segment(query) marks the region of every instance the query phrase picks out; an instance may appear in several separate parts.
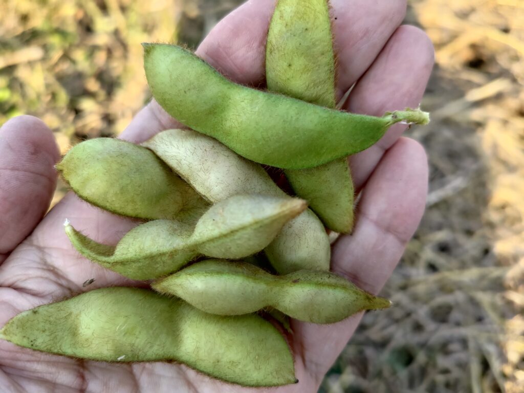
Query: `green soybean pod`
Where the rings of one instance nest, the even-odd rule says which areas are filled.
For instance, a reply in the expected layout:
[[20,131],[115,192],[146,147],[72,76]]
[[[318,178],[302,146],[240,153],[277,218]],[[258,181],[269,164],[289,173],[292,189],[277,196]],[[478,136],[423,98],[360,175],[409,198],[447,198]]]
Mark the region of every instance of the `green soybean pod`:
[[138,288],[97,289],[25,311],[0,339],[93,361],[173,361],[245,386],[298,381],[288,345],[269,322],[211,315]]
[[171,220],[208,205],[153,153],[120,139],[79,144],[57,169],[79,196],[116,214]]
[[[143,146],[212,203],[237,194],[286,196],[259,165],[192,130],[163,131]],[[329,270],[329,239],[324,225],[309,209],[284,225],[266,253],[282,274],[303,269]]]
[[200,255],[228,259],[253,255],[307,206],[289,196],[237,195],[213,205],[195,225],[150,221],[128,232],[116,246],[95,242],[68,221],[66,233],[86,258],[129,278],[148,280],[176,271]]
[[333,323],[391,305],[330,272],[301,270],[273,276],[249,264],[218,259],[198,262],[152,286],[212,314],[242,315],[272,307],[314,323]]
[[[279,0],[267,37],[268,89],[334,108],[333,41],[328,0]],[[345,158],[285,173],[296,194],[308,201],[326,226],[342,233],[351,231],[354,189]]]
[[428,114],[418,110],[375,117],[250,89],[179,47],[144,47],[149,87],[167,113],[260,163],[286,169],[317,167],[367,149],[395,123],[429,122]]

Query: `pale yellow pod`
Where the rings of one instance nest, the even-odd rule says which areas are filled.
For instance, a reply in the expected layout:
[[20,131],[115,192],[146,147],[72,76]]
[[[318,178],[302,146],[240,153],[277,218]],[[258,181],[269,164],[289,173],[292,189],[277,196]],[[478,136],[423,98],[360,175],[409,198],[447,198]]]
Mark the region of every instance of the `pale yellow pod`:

******************************

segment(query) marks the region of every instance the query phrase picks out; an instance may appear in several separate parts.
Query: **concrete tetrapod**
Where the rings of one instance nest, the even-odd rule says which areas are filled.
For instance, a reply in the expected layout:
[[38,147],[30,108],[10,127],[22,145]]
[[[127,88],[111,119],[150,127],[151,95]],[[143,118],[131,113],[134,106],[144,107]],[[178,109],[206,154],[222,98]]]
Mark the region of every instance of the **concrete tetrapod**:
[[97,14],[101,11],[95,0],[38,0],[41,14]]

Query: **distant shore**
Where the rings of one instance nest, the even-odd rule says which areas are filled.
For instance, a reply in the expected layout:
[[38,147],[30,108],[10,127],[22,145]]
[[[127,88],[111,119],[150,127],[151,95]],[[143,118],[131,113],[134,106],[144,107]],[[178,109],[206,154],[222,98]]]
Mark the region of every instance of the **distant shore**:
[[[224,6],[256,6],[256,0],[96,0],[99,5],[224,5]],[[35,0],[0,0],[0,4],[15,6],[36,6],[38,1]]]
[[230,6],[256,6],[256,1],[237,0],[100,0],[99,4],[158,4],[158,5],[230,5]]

******************************

_What to do_:
Please give the data lines between the line holding "Query: **distant shore**" and the line holding "Mark the region of every instance of the **distant", inclusive, as a numbered list with any blank lines left out.

_Exercise output_:
1. Query: **distant shore**
2. Where the rings of one instance nest, the even-odd rule says which areas are filled.
3. For instance, a reply in the expected layout:
4. [[38,147],[30,108],[10,127],[22,145]]
5. [[[127,88],[111,119],[150,127],[151,95]],[[143,118],[131,113],[134,106],[144,107]],[[178,109],[206,154],[222,98]]]
6. Mark the region of every instance of the **distant shore**:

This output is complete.